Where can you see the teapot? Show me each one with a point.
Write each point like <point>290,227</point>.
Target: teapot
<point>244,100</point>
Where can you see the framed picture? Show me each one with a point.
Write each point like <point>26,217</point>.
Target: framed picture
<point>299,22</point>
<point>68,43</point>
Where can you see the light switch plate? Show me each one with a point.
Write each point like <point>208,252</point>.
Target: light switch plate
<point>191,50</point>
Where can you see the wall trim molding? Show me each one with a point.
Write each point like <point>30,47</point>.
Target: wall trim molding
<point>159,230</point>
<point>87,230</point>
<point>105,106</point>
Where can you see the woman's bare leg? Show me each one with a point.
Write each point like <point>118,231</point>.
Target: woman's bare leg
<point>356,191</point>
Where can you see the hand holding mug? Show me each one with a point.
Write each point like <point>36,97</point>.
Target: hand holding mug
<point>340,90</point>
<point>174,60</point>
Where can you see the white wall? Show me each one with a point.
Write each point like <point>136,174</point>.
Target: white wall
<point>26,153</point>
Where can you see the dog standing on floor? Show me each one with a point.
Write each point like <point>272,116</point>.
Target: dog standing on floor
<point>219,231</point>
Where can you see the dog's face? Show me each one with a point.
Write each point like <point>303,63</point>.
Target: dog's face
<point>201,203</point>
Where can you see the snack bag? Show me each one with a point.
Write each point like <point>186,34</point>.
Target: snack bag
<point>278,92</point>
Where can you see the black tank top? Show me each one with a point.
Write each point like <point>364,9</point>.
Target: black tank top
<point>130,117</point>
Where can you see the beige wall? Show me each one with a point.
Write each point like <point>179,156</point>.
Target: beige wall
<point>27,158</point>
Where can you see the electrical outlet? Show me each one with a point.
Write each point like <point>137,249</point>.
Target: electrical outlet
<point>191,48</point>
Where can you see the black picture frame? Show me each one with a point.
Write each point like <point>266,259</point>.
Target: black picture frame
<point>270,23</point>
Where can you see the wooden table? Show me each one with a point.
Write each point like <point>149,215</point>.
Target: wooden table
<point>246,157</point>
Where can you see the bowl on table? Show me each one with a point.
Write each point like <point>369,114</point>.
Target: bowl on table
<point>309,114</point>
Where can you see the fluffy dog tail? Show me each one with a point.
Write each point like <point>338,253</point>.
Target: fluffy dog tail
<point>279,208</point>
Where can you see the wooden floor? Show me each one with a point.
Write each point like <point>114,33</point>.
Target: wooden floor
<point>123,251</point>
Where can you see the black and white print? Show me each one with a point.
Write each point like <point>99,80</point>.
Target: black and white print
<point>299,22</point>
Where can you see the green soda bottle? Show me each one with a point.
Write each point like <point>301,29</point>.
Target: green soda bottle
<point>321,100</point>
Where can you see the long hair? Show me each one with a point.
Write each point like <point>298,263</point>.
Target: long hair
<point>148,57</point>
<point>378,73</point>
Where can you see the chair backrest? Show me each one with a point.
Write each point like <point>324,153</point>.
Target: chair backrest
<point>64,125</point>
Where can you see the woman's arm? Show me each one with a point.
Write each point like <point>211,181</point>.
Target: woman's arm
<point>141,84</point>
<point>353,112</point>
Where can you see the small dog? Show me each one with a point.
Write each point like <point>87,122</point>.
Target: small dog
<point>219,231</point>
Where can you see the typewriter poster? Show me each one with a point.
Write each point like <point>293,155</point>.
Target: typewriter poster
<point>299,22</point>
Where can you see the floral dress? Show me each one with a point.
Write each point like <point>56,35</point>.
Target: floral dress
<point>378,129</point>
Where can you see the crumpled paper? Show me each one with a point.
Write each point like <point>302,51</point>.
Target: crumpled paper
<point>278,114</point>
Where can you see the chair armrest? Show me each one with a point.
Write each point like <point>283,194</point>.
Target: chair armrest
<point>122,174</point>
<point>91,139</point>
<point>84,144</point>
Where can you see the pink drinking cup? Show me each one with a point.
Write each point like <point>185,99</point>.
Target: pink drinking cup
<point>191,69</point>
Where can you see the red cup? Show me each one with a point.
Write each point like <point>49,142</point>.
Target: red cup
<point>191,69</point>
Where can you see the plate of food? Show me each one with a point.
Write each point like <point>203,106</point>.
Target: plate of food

* * * * * * *

Starting with the line that contains "Where can you see the wooden floor?" and going on through the line that contains "<point>321,100</point>", write those lines of the material again with "wooden floor" swapped for "hardwood floor" and everything else unchanged. Give only those lines.

Where can you see the hardwood floor? Show me each one with a point.
Write each point like <point>114,33</point>.
Target: hardwood floor
<point>123,251</point>
Where can you see the black and white print? Show me each one with a point.
Write each point like <point>99,80</point>.
Target: black and white print
<point>299,22</point>
Where can you see the green soda bottle? Show me each one with a point.
Write each point like <point>301,29</point>.
Target: green soda bottle
<point>321,100</point>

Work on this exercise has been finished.